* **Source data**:
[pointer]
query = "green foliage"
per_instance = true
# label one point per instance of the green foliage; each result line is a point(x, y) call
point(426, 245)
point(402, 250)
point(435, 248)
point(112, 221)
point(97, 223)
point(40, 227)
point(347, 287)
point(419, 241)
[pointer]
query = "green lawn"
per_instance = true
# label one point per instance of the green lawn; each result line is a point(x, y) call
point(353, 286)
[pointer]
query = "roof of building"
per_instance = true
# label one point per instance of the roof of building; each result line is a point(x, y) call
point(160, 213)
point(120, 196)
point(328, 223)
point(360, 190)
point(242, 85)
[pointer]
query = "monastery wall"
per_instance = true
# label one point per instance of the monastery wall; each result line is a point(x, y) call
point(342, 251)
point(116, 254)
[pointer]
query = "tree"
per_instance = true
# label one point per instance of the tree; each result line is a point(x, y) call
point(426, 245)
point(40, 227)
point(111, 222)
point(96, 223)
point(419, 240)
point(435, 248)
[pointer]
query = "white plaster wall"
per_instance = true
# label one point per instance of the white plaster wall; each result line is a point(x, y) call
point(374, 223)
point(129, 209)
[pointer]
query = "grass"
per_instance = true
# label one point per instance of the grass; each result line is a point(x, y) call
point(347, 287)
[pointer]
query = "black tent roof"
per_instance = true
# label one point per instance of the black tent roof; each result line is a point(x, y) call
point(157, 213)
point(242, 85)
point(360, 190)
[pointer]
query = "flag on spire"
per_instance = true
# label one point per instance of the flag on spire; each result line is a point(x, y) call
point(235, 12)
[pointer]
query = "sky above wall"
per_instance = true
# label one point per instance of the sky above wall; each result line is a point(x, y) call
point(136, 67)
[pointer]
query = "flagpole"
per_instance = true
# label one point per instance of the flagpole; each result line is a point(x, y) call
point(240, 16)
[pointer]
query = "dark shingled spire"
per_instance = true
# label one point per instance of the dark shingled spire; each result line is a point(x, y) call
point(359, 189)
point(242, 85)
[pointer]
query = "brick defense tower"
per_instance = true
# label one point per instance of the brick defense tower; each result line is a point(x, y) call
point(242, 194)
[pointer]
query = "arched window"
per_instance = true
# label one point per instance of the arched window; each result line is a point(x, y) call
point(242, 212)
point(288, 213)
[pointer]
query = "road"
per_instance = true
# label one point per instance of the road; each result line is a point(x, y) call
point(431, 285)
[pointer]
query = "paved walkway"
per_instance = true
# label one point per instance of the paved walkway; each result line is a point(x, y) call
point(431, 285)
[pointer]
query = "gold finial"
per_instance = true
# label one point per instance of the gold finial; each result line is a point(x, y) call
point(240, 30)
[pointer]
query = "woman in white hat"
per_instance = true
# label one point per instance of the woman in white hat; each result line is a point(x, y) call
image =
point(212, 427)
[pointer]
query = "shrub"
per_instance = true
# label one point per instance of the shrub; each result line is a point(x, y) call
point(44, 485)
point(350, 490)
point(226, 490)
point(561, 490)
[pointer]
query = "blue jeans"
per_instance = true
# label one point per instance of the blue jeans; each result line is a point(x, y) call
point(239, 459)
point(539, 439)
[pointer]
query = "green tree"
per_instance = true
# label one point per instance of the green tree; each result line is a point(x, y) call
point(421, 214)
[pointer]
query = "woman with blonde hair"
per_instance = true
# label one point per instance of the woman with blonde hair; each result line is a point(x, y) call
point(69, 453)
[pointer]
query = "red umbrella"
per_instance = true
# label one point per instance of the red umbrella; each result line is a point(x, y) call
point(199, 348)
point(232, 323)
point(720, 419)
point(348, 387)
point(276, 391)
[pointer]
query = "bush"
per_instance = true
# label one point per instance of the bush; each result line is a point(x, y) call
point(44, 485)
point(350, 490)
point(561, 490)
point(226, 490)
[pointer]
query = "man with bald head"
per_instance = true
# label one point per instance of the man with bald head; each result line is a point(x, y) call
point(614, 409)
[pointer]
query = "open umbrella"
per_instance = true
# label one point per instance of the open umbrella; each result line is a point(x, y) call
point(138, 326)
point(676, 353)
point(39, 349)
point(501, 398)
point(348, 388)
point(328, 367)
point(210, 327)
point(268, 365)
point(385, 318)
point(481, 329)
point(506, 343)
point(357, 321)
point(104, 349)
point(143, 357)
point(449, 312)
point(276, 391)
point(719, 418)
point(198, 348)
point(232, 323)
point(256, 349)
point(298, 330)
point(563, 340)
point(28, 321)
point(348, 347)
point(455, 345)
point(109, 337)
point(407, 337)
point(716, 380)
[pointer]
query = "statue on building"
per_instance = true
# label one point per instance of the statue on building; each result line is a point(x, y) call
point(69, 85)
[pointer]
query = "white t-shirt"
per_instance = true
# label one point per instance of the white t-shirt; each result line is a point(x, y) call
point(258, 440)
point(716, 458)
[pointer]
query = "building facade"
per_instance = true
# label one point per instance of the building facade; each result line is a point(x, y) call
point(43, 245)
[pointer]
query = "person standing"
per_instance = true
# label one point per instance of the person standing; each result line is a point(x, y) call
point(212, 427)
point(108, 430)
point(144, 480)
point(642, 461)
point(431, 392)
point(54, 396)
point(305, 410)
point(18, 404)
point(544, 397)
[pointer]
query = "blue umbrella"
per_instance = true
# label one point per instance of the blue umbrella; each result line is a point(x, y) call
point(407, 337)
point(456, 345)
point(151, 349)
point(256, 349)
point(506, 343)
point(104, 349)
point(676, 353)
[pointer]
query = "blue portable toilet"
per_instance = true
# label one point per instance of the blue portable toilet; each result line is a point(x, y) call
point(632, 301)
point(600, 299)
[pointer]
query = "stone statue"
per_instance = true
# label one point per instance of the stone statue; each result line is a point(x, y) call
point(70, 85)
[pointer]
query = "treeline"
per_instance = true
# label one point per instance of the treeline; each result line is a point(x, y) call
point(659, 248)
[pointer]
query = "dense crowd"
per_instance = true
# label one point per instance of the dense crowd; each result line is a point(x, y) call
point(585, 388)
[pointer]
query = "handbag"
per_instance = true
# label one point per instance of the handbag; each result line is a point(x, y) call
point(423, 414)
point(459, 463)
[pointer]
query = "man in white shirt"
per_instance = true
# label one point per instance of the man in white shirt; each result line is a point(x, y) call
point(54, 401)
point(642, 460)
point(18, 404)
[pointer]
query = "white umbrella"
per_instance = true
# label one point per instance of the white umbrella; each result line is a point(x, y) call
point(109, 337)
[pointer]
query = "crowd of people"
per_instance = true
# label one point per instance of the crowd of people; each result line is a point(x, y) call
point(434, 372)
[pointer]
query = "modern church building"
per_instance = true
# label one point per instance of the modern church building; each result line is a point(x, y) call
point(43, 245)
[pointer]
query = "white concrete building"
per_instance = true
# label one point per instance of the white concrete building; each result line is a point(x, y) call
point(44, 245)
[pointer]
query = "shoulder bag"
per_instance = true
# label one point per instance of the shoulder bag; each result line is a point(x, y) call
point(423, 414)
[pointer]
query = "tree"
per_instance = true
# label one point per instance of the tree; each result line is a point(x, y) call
--
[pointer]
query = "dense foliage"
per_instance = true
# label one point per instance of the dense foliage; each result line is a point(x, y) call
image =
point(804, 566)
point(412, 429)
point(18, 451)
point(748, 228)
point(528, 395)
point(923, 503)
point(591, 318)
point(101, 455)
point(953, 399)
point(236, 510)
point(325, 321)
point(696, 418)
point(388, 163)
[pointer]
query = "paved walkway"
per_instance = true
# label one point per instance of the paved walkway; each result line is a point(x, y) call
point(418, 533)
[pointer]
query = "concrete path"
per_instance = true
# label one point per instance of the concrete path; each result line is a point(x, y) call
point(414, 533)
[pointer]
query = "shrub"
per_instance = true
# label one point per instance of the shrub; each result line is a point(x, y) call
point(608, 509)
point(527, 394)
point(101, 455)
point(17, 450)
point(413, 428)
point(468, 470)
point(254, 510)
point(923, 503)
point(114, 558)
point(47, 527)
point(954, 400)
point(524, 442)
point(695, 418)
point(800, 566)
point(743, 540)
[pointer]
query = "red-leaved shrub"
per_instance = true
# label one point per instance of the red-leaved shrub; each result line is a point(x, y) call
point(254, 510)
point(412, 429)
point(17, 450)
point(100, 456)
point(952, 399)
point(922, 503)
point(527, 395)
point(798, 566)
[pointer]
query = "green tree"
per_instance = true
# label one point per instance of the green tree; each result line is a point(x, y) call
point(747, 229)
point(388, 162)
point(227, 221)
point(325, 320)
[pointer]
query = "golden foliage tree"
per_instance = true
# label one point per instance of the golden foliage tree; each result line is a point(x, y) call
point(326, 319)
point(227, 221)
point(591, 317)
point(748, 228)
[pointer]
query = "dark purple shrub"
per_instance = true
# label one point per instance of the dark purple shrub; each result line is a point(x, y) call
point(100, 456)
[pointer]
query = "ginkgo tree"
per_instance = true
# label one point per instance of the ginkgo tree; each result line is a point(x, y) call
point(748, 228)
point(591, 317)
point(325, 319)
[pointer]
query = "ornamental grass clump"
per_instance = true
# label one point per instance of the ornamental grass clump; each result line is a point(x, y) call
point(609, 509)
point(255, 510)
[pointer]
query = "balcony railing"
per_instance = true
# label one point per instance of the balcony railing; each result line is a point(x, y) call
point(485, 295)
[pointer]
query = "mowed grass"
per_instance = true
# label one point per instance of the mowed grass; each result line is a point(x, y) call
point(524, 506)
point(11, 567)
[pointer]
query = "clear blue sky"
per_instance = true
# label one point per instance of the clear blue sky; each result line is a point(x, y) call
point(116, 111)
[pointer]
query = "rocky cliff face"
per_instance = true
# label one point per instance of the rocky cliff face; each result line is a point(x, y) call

* **ABOUT THIS EXERCISE**:
How many of the lines above include the word "rocky"? Give that number without comment.

* **REPLY**:
2